• [Source material]
━━━━━━
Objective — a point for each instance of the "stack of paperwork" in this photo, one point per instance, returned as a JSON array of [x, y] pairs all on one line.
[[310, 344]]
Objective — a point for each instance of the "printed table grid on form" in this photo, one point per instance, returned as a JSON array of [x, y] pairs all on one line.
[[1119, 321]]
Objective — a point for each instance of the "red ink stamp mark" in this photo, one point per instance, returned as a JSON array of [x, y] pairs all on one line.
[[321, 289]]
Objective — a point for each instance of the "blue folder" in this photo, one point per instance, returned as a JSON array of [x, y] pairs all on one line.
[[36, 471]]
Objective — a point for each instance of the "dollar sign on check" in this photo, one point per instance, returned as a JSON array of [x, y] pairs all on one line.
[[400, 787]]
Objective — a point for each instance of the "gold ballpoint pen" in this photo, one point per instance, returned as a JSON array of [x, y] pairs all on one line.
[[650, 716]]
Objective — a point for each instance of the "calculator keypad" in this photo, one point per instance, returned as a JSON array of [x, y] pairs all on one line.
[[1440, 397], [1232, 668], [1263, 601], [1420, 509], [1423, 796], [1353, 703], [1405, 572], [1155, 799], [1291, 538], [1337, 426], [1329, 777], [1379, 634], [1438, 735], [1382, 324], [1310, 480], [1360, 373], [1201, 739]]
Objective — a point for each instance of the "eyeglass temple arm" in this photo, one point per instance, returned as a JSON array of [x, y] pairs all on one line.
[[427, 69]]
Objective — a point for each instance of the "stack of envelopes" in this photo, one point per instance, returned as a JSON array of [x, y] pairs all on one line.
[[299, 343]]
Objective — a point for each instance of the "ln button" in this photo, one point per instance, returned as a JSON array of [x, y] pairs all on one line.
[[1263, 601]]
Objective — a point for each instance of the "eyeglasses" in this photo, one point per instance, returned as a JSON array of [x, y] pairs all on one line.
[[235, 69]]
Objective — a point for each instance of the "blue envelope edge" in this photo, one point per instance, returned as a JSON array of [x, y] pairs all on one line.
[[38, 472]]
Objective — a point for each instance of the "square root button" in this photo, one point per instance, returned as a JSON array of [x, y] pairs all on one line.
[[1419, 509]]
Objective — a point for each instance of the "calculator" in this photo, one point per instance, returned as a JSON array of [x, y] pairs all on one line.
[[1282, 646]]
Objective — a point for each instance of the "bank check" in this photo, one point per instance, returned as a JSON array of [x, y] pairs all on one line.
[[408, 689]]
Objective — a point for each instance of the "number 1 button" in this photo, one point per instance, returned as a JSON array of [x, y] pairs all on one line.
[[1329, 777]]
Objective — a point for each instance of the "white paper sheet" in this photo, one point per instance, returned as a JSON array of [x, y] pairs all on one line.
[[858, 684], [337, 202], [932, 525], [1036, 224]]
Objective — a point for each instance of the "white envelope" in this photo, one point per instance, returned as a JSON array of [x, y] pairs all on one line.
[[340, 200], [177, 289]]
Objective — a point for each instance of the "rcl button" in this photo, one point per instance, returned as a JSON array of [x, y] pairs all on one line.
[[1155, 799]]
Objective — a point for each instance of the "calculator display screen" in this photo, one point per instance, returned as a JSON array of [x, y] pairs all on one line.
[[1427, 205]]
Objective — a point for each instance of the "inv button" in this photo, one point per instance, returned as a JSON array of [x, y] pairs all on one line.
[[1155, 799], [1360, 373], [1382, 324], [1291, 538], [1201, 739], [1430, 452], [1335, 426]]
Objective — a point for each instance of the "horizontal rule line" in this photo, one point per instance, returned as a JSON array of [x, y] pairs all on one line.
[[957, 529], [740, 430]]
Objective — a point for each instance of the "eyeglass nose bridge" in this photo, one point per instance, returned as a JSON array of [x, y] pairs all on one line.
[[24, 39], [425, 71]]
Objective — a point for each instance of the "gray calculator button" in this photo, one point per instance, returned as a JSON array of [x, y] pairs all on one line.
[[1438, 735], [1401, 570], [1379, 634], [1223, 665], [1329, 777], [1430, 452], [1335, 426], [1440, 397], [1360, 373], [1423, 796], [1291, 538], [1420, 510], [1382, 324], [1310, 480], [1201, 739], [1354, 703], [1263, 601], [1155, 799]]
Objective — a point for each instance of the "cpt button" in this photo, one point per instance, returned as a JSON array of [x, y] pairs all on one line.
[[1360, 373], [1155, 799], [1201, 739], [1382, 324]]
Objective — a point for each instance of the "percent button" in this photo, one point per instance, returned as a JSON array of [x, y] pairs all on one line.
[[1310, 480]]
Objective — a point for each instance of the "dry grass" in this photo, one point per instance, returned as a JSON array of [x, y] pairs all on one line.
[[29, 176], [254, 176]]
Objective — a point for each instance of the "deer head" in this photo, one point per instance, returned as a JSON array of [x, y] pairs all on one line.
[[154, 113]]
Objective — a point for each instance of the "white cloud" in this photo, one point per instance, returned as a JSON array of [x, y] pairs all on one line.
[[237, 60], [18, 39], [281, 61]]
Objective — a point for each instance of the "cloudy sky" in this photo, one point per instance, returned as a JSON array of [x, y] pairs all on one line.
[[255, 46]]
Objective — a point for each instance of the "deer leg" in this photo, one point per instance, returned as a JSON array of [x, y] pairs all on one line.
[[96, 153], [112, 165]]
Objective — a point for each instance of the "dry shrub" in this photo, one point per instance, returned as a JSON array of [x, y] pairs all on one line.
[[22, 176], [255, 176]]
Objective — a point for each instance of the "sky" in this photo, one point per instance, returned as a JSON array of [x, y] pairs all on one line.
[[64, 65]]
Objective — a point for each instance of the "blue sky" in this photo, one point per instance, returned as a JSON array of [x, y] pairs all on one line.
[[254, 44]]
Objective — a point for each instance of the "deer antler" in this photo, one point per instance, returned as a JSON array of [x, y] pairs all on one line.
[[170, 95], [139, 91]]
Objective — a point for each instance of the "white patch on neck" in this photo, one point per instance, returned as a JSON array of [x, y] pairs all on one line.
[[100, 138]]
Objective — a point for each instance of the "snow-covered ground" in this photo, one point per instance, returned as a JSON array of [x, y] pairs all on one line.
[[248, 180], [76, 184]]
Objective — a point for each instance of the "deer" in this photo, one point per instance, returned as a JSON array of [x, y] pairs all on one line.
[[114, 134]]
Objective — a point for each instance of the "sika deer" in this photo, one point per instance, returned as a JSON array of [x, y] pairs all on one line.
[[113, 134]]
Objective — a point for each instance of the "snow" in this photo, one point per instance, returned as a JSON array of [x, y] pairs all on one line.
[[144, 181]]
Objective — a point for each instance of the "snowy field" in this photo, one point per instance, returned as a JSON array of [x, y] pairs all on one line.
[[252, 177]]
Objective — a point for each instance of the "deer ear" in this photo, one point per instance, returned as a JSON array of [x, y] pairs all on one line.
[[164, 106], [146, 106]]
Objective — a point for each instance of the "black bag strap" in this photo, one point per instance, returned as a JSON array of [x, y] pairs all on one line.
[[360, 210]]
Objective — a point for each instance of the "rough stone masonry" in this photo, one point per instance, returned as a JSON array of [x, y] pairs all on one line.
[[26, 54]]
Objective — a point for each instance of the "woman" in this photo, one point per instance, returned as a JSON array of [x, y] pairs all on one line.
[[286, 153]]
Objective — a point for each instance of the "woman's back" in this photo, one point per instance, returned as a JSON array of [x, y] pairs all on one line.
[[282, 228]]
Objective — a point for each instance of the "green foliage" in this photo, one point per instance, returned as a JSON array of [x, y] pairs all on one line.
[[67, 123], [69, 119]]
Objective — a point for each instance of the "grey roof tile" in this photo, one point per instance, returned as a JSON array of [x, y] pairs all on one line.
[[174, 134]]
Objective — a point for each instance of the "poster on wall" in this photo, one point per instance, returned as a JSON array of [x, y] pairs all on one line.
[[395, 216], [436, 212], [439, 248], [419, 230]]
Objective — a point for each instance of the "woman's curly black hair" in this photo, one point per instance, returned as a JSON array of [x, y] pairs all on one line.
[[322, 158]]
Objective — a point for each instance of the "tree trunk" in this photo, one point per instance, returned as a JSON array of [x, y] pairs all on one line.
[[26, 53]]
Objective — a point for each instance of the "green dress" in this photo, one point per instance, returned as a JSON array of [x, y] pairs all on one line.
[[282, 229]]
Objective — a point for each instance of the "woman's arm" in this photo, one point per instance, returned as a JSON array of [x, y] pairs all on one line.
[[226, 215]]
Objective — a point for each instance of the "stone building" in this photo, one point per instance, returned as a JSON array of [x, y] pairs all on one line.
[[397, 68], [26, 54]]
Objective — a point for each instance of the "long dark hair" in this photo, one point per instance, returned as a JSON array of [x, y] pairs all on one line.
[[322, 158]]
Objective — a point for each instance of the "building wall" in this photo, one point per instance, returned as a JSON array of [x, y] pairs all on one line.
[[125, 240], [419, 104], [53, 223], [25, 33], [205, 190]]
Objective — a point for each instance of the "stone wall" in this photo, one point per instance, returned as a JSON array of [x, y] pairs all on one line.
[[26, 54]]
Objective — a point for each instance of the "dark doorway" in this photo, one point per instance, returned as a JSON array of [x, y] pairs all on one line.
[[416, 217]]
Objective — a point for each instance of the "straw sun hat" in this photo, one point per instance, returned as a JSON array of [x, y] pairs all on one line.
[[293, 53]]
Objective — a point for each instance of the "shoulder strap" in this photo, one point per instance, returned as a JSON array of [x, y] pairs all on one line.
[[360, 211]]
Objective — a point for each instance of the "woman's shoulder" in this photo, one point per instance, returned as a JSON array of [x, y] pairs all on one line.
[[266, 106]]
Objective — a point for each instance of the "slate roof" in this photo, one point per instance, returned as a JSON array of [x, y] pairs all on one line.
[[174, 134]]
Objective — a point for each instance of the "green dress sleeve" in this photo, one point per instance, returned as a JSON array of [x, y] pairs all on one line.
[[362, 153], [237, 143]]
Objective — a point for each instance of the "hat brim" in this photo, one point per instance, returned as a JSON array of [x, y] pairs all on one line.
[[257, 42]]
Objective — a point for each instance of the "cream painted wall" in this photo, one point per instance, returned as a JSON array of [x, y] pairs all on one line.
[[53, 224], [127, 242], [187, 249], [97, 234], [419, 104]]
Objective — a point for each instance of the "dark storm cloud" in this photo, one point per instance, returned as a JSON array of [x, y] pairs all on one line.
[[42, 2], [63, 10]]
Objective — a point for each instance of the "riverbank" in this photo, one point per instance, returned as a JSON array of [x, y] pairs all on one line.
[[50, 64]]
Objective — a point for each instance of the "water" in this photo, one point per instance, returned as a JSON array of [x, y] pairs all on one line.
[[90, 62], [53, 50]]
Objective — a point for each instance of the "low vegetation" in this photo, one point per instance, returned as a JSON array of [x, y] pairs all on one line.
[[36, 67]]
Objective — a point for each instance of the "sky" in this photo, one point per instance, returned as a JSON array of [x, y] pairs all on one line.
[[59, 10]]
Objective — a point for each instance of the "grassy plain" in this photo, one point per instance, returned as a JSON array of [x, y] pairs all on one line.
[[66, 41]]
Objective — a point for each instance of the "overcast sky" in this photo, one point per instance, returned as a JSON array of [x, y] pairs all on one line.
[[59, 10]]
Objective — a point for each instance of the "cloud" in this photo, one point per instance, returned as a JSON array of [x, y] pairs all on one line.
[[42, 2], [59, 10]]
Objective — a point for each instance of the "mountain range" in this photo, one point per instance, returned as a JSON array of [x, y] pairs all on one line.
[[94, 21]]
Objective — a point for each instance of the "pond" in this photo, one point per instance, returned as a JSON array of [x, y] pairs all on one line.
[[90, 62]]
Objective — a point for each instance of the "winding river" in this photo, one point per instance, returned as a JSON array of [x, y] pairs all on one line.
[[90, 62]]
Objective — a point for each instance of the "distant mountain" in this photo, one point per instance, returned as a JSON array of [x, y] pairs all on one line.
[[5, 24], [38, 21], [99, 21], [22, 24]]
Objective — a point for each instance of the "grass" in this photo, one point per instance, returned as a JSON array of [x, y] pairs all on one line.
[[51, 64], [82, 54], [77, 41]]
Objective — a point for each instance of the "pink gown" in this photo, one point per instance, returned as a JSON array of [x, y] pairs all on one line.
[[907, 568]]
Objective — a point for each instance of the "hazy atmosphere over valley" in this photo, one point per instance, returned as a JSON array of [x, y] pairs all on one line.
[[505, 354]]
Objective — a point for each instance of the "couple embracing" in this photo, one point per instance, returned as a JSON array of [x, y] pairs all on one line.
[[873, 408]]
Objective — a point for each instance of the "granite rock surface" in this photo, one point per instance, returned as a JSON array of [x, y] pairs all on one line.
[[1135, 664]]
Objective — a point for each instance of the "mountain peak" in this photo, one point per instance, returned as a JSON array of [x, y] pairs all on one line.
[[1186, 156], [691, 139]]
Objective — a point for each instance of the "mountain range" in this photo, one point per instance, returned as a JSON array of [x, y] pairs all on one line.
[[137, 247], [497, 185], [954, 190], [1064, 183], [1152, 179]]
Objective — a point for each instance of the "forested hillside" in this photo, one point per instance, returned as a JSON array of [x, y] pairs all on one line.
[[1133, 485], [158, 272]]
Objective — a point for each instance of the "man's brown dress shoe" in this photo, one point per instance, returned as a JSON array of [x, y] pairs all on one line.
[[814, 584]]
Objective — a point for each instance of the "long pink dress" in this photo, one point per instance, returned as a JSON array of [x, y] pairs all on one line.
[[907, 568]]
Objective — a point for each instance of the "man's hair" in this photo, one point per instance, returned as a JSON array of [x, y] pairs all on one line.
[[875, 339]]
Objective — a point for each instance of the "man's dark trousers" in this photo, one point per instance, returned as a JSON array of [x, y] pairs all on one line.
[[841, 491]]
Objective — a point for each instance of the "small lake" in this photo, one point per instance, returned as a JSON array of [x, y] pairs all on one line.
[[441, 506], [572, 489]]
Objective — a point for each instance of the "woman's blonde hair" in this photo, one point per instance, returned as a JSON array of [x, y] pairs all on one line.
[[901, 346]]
━━━━━━
• [Stated problem]
Reproduce the listing above word for word, everything from its first line down to the line containing "[[38, 472]]", including both of those lines.

• [Written response]
Objective — a point for each instance of the "stack of paperwork" in this photo, one point per instance, returned as a JSON array of [x, y] pairs all on one line.
[[310, 344]]
Objective — a point for each instance of the "printed table grid on form" in this photo, one point per instance, returned as a JSON array of [x, y] pairs all on one line.
[[1119, 321]]
Objective — a point for each instance of the "red ink stamp mark" in this photo, one point per instance, returned as a JSON array of [x, y] pairs all on one line.
[[321, 289]]
Objective — a point for each instance of the "blue folder" in this photo, one point per instance, returned as a JSON array of [x, y] pairs all on one line.
[[36, 471]]
Objective — a point for each instance of the "dollar sign on check" in this photo, one point per instance, returned as a JSON array of [x, y] pairs all on one line.
[[400, 787]]
Objective — a point for each instance of the "gold ballpoint pen" in this photo, one point per instance, returned as a JSON array of [x, y] pairs all on one line.
[[650, 716]]
Objective — a point for each instance of the "calculator keypad" in this photo, one point per instance, returned as a JSON array of [x, y] pairs all on one line.
[[1440, 397], [1232, 668], [1263, 601], [1420, 509], [1423, 796], [1353, 703], [1405, 572], [1155, 799], [1291, 538], [1337, 426], [1329, 777], [1379, 634], [1438, 735], [1382, 324], [1310, 480], [1360, 373], [1201, 739]]
Objective — a point for each instance of the "eyeglass temple arm" in this photo, one point per instance, returned as a JSON array of [x, y] pairs all on one line.
[[427, 69]]
Objective — a point for each instance of the "stack of envelopes" in this photo, one point per instance, returned as a JSON array of [x, y] pairs all on one line.
[[299, 343]]
Objective — a point for each instance of the "ln button" in this photo, one point per instance, returned as a JSON array of [x, y] pairs all on one line.
[[1263, 601]]
Objective — a point for each instance of the "eyeglasses" in this photo, one point per instance, returned as a JSON array of [x, y] pairs all on one line.
[[235, 69]]
Objective — a point for each instance of the "blue envelope edge" in this photo, one point per instance, returned as a JSON array of [x, y] pairs all on one line.
[[38, 472]]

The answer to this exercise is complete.